- [GOAL]: Quote each of the entries below word for word, leaving out the pictures.

- [DATASET]:
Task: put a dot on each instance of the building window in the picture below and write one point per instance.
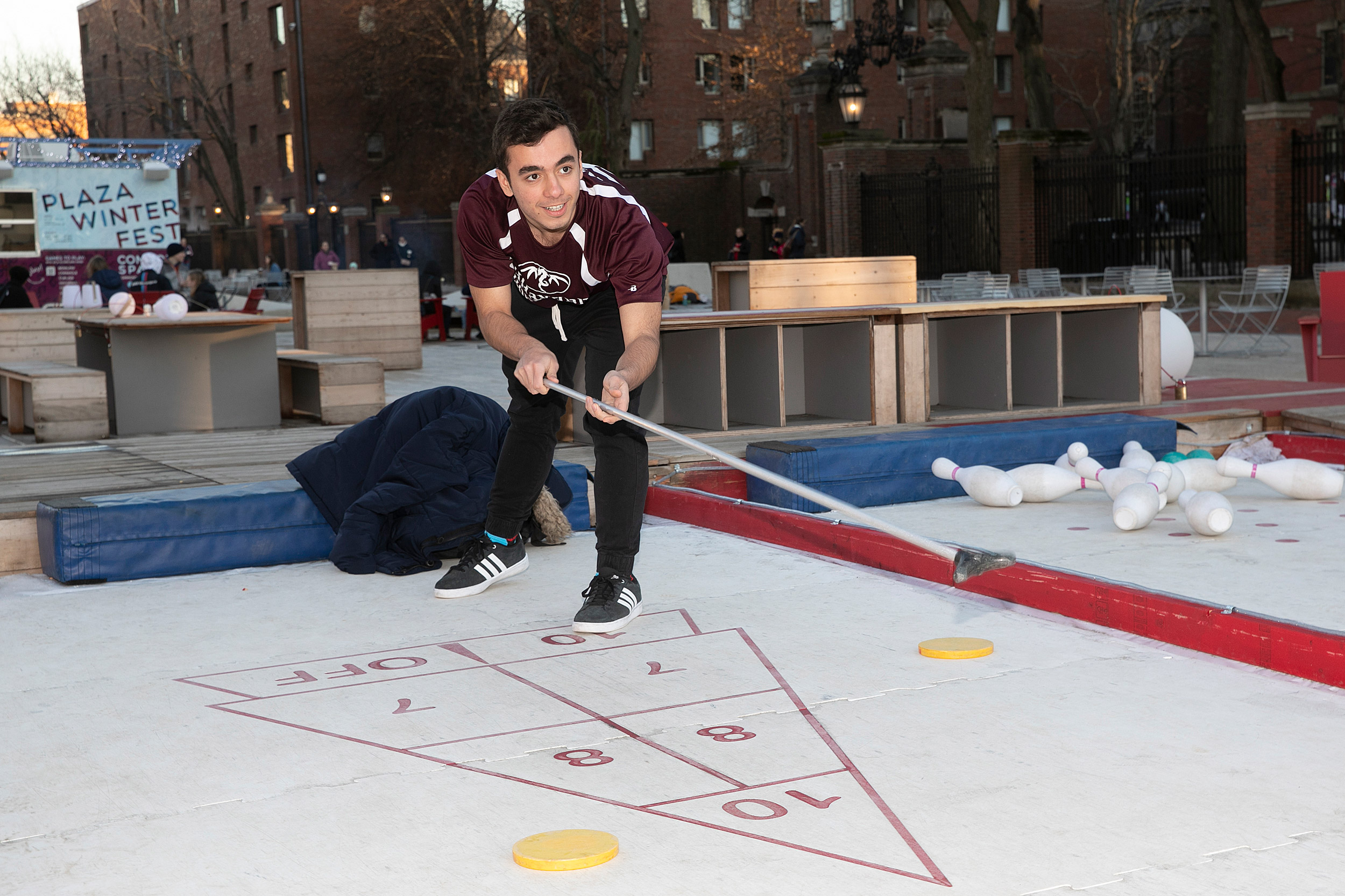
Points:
(276, 17)
(708, 136)
(286, 150)
(708, 72)
(708, 11)
(280, 88)
(641, 6)
(739, 12)
(741, 73)
(744, 139)
(1332, 53)
(843, 11)
(19, 228)
(642, 139)
(1004, 74)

- [RESULT OF THIS EXERCISE]:
Task: put a dot on each instance of the building window in the picture below and write one point per instance.
Points:
(276, 17)
(708, 136)
(286, 150)
(708, 72)
(708, 11)
(280, 88)
(641, 6)
(739, 12)
(741, 73)
(744, 139)
(1332, 53)
(843, 11)
(19, 228)
(642, 139)
(1004, 74)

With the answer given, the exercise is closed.